◆ Task ◆
Please retype everything in the records below from the line containing "of the window" down to the line containing "column 499, row 442", including both of those lines. Keep every line unchanged.

◆ Information supplied ◆
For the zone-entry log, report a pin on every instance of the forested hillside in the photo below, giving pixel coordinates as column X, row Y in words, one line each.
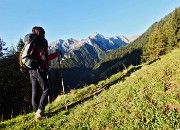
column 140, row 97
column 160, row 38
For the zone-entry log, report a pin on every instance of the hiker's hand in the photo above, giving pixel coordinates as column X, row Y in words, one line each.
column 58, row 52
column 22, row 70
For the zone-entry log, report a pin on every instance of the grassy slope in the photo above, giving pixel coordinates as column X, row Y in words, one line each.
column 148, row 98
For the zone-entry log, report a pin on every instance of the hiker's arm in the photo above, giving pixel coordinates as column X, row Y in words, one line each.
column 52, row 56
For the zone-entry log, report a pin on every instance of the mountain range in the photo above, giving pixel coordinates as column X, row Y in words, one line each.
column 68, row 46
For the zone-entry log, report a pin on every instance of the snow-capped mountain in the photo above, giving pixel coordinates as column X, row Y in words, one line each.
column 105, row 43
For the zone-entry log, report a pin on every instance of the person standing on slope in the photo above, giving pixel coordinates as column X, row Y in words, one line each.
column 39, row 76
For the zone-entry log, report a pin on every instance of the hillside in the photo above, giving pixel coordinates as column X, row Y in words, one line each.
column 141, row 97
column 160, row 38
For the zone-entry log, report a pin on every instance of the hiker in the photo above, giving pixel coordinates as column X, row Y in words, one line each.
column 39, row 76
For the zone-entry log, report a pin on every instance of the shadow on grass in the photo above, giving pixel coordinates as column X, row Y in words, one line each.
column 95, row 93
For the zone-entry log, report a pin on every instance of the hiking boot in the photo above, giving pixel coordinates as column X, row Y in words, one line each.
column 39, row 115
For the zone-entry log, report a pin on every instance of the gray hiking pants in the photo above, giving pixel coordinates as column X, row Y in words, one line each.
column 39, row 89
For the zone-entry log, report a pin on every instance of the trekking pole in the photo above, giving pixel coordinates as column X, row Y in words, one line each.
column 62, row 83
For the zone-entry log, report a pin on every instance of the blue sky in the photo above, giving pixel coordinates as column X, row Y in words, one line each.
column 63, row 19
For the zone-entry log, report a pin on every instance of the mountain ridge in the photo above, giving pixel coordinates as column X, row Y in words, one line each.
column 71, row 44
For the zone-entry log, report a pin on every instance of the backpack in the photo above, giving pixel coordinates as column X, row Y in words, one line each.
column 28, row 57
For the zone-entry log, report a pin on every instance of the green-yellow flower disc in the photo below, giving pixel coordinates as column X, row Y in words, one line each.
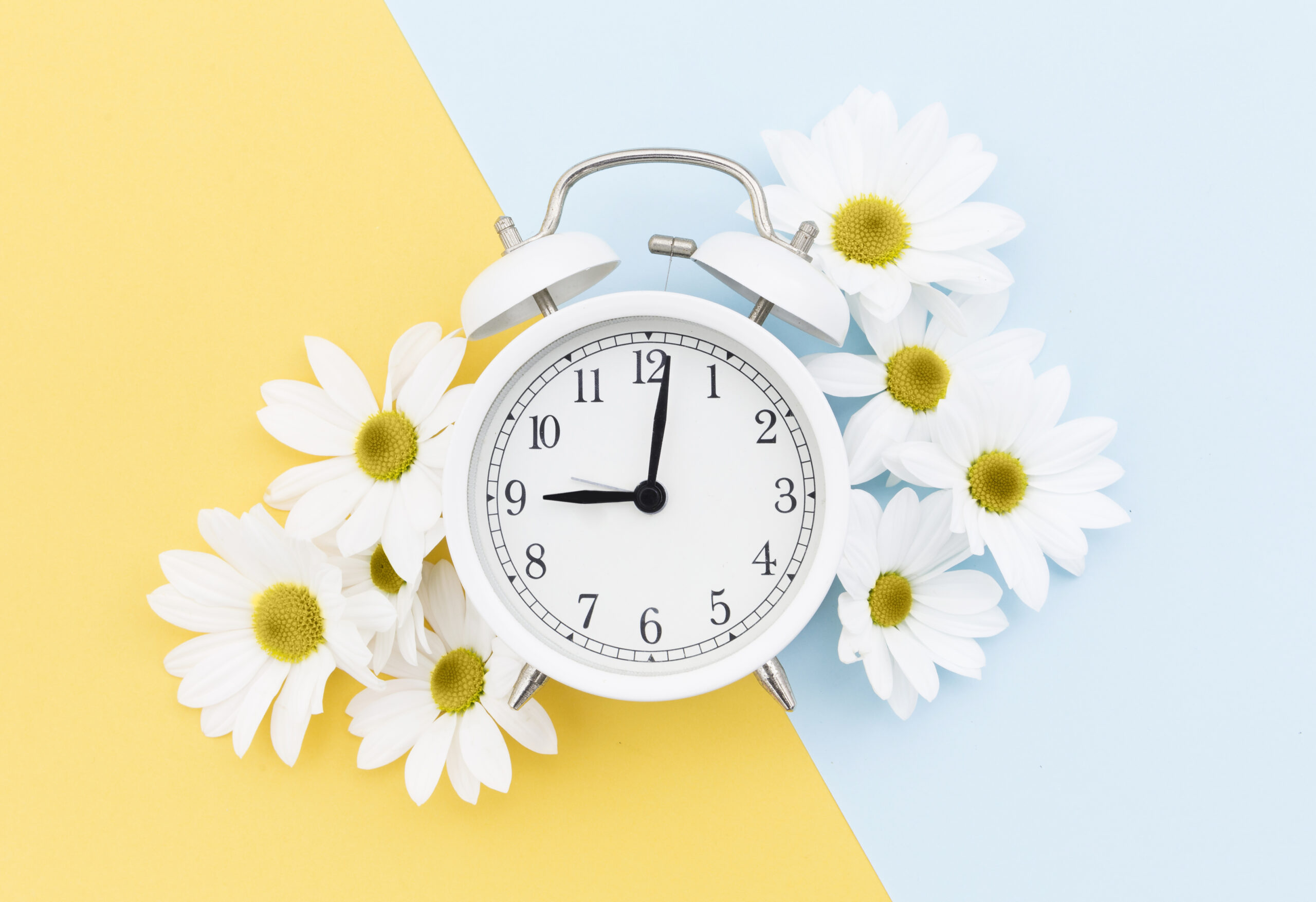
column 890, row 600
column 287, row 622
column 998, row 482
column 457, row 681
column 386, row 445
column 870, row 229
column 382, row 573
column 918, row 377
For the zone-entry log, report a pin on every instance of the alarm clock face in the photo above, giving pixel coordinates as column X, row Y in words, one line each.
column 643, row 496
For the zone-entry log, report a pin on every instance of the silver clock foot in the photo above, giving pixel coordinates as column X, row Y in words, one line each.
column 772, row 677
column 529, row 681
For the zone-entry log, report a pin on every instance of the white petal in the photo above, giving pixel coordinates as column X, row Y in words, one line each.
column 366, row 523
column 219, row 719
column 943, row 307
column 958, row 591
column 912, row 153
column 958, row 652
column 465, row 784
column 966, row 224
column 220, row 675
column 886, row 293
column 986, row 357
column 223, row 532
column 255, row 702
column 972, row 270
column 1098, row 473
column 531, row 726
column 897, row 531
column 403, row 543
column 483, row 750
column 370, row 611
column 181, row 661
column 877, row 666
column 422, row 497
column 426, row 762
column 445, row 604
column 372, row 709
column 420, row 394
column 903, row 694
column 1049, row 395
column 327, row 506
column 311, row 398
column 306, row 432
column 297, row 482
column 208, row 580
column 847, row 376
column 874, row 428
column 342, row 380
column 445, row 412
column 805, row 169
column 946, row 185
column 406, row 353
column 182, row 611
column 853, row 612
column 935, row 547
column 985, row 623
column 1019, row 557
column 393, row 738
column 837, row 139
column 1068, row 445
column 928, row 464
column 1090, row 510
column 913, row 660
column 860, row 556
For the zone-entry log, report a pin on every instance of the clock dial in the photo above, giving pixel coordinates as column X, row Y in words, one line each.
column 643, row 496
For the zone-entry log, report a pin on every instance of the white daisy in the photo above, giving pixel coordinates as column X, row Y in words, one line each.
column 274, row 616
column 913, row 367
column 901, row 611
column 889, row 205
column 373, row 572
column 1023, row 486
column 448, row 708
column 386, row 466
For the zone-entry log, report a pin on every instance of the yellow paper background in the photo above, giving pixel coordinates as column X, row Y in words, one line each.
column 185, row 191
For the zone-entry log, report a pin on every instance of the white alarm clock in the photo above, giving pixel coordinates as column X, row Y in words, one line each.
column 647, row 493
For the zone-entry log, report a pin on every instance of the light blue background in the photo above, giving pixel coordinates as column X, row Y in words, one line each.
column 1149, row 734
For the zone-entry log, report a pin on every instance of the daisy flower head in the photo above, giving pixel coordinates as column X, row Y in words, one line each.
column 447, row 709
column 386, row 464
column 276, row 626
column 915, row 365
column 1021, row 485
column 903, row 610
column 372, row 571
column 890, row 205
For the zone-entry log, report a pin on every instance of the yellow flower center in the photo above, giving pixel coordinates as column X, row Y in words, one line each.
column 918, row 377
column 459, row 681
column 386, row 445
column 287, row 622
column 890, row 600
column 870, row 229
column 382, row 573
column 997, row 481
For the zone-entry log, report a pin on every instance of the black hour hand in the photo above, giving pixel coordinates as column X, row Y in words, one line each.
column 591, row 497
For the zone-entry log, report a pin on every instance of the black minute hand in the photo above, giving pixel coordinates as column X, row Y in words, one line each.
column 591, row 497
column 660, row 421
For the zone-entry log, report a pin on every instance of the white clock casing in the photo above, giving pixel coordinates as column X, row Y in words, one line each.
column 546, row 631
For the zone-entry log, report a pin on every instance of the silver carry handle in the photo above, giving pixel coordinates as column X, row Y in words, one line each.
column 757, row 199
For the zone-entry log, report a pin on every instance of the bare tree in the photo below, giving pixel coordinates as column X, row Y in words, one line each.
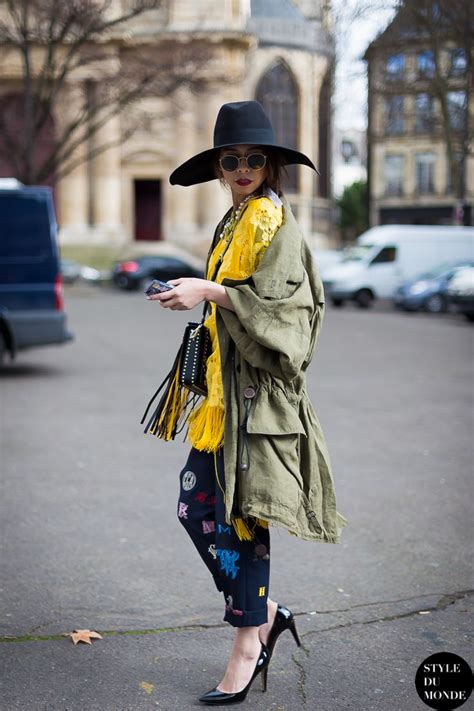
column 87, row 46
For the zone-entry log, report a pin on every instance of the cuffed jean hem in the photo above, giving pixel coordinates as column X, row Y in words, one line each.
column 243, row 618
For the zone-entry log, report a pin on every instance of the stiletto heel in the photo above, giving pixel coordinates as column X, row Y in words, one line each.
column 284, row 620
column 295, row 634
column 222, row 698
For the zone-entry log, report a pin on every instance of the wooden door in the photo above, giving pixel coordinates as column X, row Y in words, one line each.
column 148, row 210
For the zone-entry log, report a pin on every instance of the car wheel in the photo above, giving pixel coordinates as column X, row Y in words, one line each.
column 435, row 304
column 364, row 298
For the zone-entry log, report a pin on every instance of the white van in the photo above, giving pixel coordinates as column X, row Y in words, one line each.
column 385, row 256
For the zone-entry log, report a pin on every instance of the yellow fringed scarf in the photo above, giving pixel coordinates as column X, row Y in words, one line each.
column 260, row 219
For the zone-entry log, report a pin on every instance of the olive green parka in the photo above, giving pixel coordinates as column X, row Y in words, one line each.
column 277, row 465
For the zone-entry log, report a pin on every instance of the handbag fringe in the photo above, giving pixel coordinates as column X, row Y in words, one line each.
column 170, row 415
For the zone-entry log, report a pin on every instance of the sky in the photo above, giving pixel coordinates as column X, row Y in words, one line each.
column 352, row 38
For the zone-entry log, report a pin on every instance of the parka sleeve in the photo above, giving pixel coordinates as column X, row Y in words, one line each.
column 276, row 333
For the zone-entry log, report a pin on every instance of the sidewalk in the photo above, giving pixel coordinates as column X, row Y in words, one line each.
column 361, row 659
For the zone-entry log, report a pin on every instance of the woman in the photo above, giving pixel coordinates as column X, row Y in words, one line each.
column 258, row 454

---

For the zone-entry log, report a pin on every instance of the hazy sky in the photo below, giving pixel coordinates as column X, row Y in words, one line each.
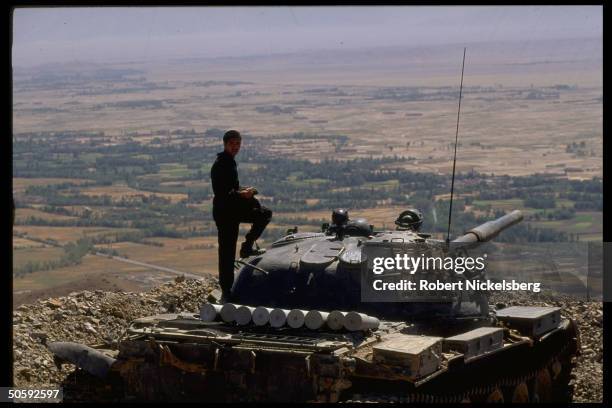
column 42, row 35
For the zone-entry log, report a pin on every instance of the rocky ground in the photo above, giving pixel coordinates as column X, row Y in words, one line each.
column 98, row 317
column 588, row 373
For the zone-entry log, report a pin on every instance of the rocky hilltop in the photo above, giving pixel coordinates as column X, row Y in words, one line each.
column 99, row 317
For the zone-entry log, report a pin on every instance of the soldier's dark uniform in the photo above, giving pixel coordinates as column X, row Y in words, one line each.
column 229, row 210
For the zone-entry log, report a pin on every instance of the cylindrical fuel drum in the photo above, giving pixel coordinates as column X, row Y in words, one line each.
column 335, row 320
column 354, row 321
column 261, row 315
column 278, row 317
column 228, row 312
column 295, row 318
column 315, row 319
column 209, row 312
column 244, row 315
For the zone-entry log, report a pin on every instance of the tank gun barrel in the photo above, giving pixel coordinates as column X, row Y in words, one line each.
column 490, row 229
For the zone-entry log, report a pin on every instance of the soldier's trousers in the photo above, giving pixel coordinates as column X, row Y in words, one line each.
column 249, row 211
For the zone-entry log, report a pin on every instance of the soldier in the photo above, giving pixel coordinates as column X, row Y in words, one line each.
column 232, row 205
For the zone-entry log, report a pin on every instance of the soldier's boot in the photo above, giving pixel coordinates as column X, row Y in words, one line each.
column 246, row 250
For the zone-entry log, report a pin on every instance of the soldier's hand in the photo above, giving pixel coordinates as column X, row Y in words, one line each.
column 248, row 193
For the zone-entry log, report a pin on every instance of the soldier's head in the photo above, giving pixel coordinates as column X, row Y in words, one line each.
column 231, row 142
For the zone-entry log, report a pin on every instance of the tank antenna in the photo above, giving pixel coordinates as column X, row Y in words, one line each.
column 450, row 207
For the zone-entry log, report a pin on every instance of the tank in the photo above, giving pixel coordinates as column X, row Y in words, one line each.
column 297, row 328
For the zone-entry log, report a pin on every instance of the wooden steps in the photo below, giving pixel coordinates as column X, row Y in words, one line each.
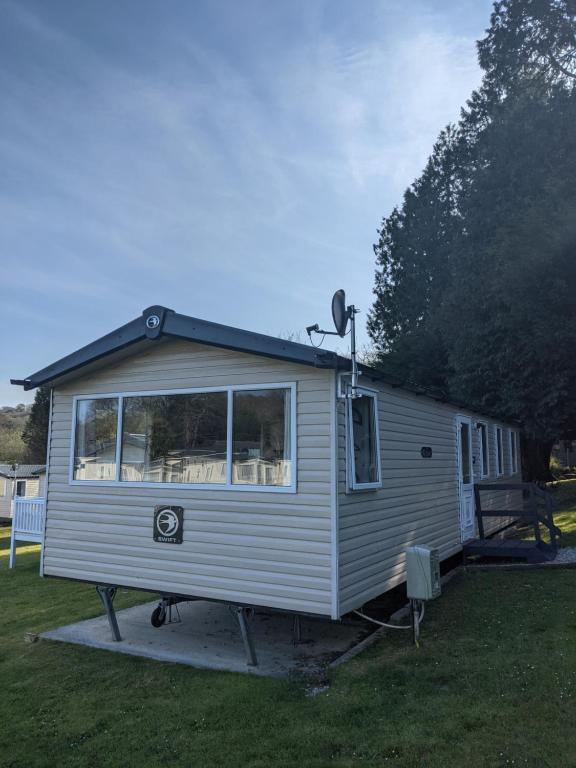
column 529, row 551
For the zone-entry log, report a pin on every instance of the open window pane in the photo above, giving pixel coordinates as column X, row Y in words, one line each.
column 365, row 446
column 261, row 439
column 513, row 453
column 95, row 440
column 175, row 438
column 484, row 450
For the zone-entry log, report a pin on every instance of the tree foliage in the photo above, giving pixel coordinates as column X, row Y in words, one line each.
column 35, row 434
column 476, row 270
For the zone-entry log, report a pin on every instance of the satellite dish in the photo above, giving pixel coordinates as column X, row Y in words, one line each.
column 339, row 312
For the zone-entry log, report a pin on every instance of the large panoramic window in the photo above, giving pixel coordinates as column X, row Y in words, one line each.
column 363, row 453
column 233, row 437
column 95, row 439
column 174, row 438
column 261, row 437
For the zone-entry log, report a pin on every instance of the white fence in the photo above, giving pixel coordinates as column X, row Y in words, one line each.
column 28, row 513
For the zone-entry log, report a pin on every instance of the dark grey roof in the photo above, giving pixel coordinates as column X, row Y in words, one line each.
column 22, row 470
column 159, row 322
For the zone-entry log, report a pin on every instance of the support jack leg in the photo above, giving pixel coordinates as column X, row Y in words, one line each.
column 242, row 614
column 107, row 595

==

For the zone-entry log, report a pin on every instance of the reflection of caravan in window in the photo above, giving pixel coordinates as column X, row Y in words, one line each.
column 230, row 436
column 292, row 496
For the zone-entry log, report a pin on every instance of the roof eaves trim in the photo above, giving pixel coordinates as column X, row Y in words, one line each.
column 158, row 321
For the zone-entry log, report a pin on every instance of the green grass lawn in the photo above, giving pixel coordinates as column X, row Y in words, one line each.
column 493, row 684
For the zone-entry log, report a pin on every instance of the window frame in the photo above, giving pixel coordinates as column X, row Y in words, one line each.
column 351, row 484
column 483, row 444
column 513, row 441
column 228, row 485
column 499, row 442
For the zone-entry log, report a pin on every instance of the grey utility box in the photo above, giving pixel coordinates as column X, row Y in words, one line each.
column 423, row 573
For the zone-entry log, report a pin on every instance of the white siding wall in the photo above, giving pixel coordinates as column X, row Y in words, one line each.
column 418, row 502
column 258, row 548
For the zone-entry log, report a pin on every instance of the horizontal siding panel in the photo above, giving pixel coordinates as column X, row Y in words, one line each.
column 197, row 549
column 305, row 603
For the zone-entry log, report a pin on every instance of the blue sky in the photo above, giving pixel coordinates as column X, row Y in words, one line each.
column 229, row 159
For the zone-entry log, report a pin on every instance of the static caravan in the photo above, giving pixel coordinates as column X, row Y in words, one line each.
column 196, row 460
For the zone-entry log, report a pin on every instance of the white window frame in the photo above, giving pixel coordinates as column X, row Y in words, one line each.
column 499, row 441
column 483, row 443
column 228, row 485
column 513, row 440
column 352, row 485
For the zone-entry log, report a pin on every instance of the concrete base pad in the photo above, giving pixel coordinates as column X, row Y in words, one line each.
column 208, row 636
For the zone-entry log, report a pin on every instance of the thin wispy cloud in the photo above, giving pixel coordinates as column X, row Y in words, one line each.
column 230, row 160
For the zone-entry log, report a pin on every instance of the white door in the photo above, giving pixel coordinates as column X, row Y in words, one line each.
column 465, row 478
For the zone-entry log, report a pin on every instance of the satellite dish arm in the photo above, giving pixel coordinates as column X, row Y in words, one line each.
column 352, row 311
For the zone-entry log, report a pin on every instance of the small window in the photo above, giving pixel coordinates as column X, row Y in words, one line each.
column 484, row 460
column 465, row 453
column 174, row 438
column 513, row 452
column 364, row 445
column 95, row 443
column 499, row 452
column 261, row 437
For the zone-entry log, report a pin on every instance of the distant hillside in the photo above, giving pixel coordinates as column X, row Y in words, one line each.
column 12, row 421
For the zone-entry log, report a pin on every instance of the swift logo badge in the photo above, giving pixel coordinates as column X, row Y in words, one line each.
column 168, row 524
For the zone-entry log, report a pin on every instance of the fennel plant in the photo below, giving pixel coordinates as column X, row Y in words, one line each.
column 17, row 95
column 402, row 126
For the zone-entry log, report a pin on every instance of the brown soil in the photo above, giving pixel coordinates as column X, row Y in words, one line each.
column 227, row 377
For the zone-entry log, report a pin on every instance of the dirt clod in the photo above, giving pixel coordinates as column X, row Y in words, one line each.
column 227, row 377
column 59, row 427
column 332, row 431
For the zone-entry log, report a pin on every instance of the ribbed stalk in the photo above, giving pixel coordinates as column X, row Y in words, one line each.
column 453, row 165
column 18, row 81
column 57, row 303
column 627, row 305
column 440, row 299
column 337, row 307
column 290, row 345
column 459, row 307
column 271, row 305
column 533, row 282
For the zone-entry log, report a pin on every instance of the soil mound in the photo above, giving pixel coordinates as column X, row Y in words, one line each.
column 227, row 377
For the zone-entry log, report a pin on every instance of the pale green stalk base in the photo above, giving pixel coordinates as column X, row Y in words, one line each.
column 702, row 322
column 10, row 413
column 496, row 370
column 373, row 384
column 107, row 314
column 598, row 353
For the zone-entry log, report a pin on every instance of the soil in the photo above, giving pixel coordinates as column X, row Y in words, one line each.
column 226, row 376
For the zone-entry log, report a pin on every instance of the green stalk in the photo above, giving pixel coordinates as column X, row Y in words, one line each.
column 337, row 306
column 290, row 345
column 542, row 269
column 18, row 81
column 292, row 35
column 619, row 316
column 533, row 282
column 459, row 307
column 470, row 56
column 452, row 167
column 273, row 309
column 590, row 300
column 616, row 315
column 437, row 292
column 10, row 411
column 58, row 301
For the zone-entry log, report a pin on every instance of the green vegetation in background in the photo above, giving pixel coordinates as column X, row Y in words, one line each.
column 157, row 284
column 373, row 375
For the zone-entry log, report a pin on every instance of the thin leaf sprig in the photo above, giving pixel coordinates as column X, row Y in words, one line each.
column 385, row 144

◆ Solved exercise ◆
For the zone-entry log, report a pin on every instance of the window frame in the photo above, giving pixel coordinates as column X, row Y in words, one line each.
column 351, row 484
column 483, row 444
column 513, row 441
column 228, row 485
column 499, row 442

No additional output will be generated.